Text extract:
# Things that drive you crazy in a shrimp tank



## razoredge (Dec 31, 2011)

Things that drive you crazy in a shrimp tank


Hair Algae
Blue Green Algae
Duck Weed
Malaysian Trumpet Snails
Pond Snail
Hydra
Planaria
All of the above
Other

Here's my top 5 list, #1 Hair Algae, #2 Duck Weed, #3 MTS, #4 pond snail,#5 planaria


----------



## bettaforu (Sep 6, 2009)

cocopeds aka scuds, duck weed and pond snails in that order.


----------



## solarz (Aug 31, 2010)

I've had duckweed, frogbit, salvinia, etc. I don't quite understand why people find them annoying. I've found that they're pretty easy to remove when needed.

I'm having hair algae in my shrimp tank right now, and unfortunately neither the otto nor the SAE is doing anything about it. I'm considering getting an amano.

Most of the hair algae is pretty easy to remove, except the ones growing on my fissidens.


----------



## Splak (May 1, 2013)

I hate my duckweed but keep it to keep water healthy.

Hate HYDRA omg....

Hate all the baby snails

and I hate water changes because the little guys always try to swim into my syphon lol..


But in the end with all the hate I have for so many things... my love for the little guys ourweighs it all


----------



## razoredge (Dec 31, 2011)

My Amano shrimp didn't really eat the hair algae. Also tried Otto and SAE but to no avail. I eventually re-did the entire tank! Hope you have better luck than I.



solarz said:


> I've had duckweed, frogbit, salvinia, etc. I don't quite understand why people find them annoying. I've found that they're pretty easy to remove when needed.
> 
> I'm having hair algae in my shrimp tank right now, and unfortunately neither the otto nor the SAE is doing anything about it. I'm considering getting an amano.
> 
> Most of the hair algae is pretty easy to remove, except the ones growing on my fissidens.


----------



## solarz (Aug 31, 2010)

razoredge said:


> My Amano shrimp didn't really eat the hair algae. Also tried Otto and SAE but to no avail. I eventually re-did the entire tank! Hope you have better luck than I.


That sucks. I already restarted this tank once, mostly to replace the substrate but also because there was too much algae.

If amano doesn't work, then I'll have to give Excel a try.


----------



## alstare2000 (Feb 16, 2013)

I would advise against amano if you want it to eat hair algae it won't. It will grab food away from anything else before they get to it (used to grab whole wafers and go hide from my plecos) not interested in hair algae at all.

[Point-based annotation data]
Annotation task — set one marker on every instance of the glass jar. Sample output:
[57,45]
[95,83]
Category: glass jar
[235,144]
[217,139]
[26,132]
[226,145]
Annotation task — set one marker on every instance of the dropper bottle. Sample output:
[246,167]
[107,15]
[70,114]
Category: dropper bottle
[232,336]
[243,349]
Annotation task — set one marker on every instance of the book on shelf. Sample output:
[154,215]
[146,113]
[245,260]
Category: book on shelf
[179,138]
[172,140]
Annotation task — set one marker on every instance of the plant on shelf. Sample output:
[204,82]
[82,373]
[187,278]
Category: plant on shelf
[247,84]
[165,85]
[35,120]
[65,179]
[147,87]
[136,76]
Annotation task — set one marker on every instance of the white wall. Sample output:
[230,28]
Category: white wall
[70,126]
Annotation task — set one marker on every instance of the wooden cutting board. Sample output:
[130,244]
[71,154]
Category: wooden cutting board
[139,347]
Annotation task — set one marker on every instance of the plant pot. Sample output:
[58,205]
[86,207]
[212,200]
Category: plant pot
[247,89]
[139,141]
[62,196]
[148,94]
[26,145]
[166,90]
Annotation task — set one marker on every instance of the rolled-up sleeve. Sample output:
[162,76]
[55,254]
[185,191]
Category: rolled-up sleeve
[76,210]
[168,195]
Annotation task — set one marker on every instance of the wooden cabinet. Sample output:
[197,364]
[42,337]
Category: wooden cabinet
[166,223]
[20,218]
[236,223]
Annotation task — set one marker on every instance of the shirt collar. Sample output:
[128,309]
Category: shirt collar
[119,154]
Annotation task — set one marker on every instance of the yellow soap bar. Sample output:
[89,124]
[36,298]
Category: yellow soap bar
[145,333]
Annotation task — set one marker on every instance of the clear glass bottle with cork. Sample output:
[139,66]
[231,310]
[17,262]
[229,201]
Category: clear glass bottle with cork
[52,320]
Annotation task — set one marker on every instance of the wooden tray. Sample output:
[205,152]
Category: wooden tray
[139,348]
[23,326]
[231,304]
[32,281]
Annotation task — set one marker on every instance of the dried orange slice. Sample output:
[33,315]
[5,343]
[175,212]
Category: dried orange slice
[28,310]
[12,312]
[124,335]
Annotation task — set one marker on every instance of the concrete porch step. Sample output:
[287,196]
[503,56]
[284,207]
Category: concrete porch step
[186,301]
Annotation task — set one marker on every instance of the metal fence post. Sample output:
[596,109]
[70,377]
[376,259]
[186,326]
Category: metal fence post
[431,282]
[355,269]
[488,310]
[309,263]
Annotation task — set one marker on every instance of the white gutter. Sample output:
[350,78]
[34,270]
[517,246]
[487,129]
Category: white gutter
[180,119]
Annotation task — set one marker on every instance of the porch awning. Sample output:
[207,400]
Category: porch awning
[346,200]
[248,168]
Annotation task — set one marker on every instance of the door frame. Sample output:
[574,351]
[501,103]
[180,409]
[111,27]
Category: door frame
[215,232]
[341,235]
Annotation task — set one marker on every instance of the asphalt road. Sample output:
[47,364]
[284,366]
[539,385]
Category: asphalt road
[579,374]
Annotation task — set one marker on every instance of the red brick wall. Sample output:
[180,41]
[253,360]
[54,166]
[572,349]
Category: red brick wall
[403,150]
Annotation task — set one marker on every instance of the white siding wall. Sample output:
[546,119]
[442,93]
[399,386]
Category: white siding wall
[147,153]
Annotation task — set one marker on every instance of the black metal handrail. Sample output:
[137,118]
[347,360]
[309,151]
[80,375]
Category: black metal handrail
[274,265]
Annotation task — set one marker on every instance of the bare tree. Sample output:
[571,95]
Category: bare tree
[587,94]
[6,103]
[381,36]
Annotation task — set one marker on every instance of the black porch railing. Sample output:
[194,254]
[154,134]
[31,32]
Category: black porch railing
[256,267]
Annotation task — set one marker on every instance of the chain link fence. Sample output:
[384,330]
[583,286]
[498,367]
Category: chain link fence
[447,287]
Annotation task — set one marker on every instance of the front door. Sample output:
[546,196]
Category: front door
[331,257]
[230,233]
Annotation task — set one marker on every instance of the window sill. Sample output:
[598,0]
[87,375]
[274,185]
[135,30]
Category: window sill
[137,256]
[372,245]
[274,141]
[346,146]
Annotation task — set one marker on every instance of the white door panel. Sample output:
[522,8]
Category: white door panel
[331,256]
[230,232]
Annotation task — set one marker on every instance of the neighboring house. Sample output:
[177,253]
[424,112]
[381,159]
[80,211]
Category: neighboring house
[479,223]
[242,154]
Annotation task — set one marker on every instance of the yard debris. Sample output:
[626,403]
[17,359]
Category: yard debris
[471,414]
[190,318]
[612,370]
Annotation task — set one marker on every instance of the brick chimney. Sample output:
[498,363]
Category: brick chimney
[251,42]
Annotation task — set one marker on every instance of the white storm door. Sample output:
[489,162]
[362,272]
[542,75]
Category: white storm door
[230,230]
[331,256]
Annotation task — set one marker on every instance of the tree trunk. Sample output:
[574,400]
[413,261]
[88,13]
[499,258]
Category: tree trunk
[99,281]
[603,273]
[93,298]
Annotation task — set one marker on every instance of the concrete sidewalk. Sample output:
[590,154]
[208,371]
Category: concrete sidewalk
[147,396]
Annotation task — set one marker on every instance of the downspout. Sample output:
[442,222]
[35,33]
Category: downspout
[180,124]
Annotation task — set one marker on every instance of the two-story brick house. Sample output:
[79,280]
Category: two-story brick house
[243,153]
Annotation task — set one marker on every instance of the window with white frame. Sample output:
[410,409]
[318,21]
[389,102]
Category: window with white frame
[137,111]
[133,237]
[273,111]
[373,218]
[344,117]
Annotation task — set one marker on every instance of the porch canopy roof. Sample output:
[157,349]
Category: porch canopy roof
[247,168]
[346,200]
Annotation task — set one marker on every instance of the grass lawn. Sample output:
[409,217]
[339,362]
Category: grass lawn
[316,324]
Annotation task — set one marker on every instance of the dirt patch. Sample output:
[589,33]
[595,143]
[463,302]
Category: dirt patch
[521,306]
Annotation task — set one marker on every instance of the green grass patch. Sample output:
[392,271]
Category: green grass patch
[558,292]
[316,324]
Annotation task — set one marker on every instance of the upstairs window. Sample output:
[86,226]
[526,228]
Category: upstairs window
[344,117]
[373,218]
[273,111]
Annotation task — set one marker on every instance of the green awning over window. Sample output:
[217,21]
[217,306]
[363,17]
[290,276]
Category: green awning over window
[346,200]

To do:
[1] Say whether each statement agrees with the shrimp tank thread, answering yes or no and quoting the words of the thread that decide it. (a) razoredge ranks hair algae first. (b) solarz finds duckweed hard to remove. (c) razoredge's Amano shrimp ate the hair algae.
[2] Answer these questions from the shrimp tank thread.
(a) What does bettaforu list first?
(b) Why does Splak keep the duckweed?
(c) What will solarz try if the amano doesn't work?
[3] Duplicate the shrimp tank thread from "That sucks. I" up to and including "Excel a try.".
Rely only on the shrimp tank thread for every answer.

Results of the exercise:
[1]
(a) Yes: "#1 Hair Algae"
(b) No: "I've found that they're pretty easy to remove when needed."
(c) No: "My Amano shrimp didn't really eat the hair algae."

[2]
(a) Cocopeds, also called scuds.
(b) To keep the water healthy.
(c) Excel.

[3]
That sucks. I already restarted this tank once, mostly to replace the substrate but also because there was too much algae.

If amano doesn't work, then I'll have to give Excel a try.